== PAGE EXTRACT ==
BEGIN

Using a Smartphone Accelerometer to Classify Longboarding Motion

Published electronically June 20, 2024
DOI: 10.1137/23S1615838

Authors: Tuan M. Le (Corresponding author – DePauw University) and Evan Sajtar (DePauw University)
Project Advisor: McKenzie Lamb, PhD (DePauw University)

Abstract: The objective of this study is to explore the feasibility and effectiveness of using smartphone accelerometer data, combined with advanced machine learning techniques, to accurately classify three distinct motions– pushing, pumping, and coasting–that a longboarder might engage in over the course of a ride. The final goal is to integrate these concepts into a closed system of classification in the form of a mobile application. Utilizing a dataset collected from a smartphone carried by a longboarded, we apply a series of data processing techniques, including rotation matrices for orientation normalization, Verlet integration for handling unevenly-spaced time series data, and the discrete Fourier transform for feature extraction. We experiment with various machine learning algorithms, with a particular focus on the Random Forest classifier, which achieves an F1 Score of 96.8% in classifying the three primary longboarding actions. The F1 Score, a harmonic mean of precision and recall, serves as a critical metric in evaluating the model’s accuracy, particularly in the context of imbalanced datasets. This study not only demonstrates a novel application of portable technology in sports analytics but also contributes to the broader field of machine learning by presenting an efficient approach to processing and classifying telemetric data from motion sensors. The implications of this research extend beyond longboarding, offering potential applications in enhancing athletic performance across a range of sports through accessible and real-time motion analysis.

Statistical Methods Applied to Gene Expression Data to Explore Cancer Features

Published electronically June 27, 2024
DOI: 10.1137/23S161793X
Supplementary materials

Author: Hannah Simpson-Clancy (Corresponding author – University of Huddersfield)
Project Advisor: Dr. Ann Smith (University of Huddersfield)

END

== TASKS FOR THIS EXERCISE ==
- 1) Rewrite the paragraph of the page extract that begins "Abstract: The objective of this study" as a short bulleted list that keeps its main facts.
- 2) From the page extract, list every person named.

== GIVEN DATA ==

BEGIN

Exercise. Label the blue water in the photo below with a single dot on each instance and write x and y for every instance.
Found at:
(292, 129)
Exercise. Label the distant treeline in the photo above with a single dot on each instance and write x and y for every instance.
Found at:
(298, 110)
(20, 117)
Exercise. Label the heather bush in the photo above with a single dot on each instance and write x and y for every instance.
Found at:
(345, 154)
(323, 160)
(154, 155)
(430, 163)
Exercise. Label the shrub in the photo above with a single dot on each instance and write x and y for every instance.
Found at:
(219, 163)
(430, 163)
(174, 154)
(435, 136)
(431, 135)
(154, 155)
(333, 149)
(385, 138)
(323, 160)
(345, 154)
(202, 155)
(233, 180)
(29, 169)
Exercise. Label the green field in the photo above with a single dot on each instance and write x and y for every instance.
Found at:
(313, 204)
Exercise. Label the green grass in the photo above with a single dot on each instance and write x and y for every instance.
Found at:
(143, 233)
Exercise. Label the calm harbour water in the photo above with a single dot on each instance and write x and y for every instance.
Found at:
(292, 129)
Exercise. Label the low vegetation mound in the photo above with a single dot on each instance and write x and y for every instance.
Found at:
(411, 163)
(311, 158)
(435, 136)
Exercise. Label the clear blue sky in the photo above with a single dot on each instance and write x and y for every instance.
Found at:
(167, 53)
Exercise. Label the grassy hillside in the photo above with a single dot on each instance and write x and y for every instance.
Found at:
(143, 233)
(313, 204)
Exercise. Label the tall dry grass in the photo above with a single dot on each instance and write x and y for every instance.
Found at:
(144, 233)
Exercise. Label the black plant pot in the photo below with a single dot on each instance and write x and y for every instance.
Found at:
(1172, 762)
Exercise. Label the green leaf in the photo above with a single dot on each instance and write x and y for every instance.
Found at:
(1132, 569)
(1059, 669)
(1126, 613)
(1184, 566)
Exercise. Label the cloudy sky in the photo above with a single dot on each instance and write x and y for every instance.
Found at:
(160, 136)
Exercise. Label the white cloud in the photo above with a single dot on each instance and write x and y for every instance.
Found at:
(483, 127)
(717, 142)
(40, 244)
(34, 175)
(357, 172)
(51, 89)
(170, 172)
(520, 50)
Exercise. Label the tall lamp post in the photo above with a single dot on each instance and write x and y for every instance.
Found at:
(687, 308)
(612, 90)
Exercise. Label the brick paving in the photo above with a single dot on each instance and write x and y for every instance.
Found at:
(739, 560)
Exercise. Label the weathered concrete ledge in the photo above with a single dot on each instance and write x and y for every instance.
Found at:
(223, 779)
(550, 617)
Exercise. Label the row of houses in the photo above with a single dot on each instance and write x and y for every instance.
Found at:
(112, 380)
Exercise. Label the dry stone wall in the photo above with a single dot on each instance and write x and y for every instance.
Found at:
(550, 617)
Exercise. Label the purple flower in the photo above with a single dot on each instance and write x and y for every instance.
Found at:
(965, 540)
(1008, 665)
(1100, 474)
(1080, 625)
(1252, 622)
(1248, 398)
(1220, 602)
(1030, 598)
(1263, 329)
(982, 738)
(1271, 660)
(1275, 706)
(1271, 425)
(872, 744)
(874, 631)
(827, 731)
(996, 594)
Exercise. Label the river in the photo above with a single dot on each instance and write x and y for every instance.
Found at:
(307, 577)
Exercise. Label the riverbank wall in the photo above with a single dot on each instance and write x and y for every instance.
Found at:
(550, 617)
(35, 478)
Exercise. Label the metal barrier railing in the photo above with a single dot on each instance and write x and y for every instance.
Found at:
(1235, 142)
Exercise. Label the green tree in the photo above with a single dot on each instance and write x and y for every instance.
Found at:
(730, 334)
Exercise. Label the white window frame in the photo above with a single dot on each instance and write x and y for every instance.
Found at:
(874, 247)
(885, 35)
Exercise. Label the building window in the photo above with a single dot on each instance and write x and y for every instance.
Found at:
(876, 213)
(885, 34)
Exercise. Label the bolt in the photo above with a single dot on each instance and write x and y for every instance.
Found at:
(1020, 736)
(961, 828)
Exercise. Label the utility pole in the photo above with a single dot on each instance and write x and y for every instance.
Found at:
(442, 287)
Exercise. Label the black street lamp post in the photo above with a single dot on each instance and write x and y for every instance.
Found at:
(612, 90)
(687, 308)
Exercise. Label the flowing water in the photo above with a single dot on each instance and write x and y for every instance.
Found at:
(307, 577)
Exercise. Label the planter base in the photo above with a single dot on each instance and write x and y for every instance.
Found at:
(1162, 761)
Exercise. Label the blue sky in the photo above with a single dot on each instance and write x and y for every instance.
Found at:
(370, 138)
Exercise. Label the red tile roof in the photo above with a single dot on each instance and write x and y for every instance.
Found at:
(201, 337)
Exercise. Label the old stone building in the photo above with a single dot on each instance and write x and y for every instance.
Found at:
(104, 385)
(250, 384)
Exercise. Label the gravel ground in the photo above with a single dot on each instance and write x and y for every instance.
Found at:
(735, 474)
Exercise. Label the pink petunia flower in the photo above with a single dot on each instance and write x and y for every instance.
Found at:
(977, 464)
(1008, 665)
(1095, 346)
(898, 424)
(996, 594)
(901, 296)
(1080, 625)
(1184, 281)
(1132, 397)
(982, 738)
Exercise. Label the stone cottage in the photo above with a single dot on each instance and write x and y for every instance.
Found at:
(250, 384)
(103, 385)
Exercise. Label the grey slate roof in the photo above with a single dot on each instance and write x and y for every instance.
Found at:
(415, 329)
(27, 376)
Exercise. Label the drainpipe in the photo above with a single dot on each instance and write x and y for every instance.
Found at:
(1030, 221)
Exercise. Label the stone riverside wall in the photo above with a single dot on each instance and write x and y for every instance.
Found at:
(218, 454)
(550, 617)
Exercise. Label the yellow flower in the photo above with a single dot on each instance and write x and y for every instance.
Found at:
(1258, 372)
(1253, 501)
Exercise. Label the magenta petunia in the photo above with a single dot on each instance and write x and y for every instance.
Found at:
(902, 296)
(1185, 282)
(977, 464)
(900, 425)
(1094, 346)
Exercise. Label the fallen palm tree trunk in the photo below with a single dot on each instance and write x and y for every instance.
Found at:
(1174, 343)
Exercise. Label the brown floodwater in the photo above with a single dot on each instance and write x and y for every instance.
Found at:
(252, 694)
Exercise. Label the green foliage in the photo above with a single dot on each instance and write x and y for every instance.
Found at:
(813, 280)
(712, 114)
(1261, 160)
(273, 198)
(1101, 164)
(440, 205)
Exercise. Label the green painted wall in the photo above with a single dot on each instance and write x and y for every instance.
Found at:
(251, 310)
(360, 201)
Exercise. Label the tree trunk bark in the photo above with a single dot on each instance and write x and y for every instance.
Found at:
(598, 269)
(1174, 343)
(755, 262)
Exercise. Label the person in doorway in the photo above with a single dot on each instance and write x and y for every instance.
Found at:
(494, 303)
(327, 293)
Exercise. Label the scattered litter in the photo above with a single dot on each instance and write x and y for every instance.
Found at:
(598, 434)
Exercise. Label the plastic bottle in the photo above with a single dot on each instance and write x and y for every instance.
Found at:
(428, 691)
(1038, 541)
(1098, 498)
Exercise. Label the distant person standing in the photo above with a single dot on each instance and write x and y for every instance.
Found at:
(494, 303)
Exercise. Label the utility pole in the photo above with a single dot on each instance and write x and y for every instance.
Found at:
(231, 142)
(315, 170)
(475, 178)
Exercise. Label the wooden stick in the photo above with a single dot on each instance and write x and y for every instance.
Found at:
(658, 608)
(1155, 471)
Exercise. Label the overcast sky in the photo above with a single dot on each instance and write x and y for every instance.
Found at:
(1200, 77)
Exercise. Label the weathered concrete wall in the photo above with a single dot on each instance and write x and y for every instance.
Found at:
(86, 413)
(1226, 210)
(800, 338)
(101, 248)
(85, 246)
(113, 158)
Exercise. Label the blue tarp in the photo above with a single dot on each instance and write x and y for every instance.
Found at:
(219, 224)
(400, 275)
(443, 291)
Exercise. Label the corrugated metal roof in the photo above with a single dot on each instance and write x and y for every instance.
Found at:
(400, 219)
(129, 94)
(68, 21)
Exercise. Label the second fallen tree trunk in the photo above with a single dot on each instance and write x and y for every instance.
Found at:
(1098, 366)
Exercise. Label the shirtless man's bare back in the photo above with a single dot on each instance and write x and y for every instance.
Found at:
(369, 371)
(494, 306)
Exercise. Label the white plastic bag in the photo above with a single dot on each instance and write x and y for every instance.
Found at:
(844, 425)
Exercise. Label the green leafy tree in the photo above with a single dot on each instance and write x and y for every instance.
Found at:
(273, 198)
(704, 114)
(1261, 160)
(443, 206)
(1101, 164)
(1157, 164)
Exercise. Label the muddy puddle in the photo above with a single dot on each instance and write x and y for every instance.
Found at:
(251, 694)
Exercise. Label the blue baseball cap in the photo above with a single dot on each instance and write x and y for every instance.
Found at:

END

== EXERCISE SOLUTIONS ==
- 1)
- Goal: test whether smartphone accelerometer data and machine learning can accurately classify three longboarding motions: pushing, pumping, and coasting.
- Final aim: build these ideas into a closed classification system in the form of a mobile app.
- Data: collected from a smartphone carried by a longboarder.
- Processing: rotation matrices normalize orientation, Verlet integration handles unevenly spaced time series data, and the discrete Fourier transform extracts features.
- Models: several machine learning algorithms were tried, with a focus on the Random Forest classifier.
- Result: Random Forest reached an F1 Score of 96.8% on the three actions. The F1 Score is the harmonic mean of precision and recall and is key for imbalanced datasets.
- Contribution: a new use of portable technology in sports analytics and an efficient approach to processing and classifying motion sensor data.
- Wider use: accessible, real-time motion analysis that could improve athletic performance in other sports.

- 2)
- Tuan M. Le
- Evan Sajtar
- McKenzie Lamb
- Hannah Simpson-Clancy
- Ann Smith